What you have to do: Which lines of the data below contain the word "platform"? Case counts. Copy each of those lines in full.

Records to use:
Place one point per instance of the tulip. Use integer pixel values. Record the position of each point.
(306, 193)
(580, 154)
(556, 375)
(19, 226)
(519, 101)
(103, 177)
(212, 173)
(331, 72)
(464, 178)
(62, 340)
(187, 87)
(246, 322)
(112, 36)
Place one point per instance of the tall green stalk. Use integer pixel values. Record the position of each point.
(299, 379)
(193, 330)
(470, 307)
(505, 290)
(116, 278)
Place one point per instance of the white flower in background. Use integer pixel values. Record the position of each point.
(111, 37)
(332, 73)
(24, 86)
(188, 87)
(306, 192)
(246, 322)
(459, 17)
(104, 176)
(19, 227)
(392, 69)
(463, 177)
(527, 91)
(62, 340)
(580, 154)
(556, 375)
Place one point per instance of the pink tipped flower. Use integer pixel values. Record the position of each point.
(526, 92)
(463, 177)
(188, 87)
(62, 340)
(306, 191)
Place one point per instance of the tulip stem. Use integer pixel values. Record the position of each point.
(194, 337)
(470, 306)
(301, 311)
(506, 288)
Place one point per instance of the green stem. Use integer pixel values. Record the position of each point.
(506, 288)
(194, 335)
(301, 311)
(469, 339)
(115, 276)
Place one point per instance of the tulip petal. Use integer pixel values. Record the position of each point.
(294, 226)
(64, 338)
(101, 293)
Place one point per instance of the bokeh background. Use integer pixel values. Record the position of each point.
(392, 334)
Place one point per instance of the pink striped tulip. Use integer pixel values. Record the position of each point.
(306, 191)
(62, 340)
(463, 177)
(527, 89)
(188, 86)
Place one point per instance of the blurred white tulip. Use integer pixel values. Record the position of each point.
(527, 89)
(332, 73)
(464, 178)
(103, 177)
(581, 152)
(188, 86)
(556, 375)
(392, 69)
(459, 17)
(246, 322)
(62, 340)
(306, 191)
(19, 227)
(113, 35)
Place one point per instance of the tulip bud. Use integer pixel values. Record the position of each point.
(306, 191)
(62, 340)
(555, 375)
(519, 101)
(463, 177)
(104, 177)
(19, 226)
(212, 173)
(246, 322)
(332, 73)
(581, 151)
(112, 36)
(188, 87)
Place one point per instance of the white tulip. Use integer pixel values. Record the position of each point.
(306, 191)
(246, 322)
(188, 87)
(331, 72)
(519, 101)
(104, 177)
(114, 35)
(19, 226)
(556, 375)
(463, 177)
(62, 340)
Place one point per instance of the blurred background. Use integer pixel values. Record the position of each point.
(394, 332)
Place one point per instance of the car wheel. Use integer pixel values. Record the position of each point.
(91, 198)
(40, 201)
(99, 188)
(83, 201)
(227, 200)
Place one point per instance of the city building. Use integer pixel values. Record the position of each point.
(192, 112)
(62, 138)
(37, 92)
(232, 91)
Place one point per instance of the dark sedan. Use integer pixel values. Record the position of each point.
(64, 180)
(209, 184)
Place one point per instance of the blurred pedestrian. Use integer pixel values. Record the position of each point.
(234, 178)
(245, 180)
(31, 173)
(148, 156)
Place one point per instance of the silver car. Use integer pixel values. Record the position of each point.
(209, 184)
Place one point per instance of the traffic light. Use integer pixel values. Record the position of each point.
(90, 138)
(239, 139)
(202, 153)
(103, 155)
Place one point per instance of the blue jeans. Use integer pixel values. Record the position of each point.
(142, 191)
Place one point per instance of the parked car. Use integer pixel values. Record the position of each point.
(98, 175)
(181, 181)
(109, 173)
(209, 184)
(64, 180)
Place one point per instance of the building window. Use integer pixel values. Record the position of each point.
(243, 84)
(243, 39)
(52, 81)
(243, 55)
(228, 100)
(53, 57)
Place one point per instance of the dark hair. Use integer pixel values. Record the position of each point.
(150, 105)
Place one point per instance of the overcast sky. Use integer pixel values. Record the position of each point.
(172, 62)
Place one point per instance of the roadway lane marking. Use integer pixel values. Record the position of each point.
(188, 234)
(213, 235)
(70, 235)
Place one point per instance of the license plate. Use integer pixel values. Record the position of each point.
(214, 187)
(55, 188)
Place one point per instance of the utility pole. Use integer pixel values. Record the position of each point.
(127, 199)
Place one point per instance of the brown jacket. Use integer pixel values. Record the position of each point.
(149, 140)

==

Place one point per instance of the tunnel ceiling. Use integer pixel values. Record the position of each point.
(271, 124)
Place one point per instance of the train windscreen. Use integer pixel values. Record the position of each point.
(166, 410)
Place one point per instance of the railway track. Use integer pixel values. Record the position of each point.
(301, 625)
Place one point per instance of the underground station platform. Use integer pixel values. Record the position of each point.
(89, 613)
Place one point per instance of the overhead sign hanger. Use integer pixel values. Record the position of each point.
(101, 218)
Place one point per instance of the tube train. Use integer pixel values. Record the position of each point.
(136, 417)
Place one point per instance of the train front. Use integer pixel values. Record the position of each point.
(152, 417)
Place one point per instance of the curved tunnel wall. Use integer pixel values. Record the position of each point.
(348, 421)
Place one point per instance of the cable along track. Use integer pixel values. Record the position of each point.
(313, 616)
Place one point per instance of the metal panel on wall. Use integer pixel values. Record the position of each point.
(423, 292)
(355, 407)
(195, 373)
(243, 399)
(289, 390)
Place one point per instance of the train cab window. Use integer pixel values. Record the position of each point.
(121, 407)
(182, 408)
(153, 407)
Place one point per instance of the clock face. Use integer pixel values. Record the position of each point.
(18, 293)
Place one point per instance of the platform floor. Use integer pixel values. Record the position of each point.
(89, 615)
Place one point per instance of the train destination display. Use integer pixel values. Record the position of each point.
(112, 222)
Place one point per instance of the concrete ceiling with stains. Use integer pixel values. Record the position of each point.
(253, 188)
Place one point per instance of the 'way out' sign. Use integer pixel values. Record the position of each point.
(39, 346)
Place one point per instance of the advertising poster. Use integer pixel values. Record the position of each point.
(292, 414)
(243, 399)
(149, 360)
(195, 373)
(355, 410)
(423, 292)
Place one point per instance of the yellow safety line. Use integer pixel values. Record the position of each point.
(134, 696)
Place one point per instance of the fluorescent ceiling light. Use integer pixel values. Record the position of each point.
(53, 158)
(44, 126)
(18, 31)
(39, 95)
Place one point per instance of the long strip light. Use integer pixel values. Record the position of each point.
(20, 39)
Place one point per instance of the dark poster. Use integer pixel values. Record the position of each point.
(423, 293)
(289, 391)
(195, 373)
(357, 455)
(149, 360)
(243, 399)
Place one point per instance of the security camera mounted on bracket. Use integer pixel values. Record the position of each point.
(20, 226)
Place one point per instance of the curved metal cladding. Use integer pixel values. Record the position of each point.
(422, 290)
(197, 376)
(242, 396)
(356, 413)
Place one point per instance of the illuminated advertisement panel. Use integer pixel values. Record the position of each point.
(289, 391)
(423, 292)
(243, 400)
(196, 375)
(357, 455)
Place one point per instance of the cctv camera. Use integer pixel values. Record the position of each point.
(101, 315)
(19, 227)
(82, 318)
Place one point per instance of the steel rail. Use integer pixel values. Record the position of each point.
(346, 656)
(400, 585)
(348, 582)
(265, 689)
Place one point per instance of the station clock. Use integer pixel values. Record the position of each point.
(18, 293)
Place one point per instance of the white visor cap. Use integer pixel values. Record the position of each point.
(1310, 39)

==

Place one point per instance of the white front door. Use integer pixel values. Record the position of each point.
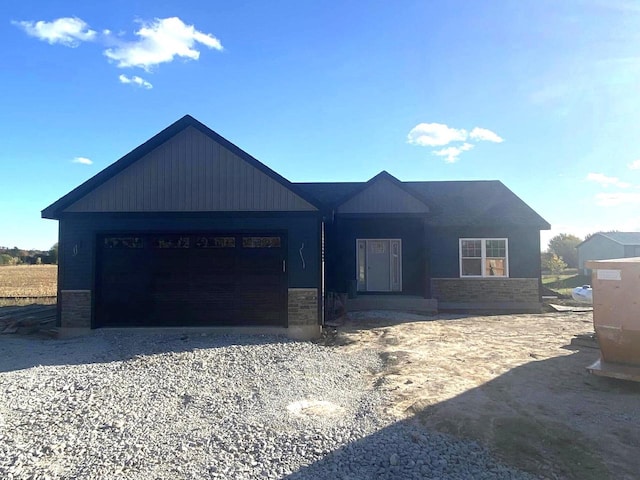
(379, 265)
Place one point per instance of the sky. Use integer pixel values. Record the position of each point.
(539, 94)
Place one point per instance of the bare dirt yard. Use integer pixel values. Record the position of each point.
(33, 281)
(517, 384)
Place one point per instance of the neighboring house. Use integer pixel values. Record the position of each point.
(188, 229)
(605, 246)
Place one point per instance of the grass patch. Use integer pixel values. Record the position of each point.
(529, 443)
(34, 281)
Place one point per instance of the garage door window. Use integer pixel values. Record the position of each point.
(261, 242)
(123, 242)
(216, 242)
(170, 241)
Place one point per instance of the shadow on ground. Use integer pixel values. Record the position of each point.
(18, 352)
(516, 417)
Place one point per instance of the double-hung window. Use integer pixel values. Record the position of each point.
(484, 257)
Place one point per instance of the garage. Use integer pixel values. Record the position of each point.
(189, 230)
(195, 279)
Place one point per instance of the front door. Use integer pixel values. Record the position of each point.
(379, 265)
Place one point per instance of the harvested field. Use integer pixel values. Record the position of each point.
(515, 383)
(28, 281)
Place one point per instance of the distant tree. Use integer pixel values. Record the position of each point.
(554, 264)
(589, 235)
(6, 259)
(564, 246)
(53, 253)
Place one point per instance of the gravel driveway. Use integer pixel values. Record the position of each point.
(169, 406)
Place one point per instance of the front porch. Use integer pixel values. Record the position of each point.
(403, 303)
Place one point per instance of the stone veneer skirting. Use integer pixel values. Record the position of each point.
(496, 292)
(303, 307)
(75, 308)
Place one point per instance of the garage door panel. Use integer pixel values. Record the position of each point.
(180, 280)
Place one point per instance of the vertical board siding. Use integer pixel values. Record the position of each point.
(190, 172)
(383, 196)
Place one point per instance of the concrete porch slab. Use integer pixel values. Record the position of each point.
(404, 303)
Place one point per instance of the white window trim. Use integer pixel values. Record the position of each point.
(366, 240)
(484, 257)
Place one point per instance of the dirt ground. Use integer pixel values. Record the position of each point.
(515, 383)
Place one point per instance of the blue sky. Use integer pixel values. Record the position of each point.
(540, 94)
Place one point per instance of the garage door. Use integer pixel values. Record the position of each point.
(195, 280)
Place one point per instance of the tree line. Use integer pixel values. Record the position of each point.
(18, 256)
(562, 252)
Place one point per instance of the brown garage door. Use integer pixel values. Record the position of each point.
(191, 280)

Problem solution:
Place one point per instance of the underground station platform. Use integer pixel values. Record the position of each point.
Place one point per instance of the platform floor. Use integer pixel values. Record the position of each point.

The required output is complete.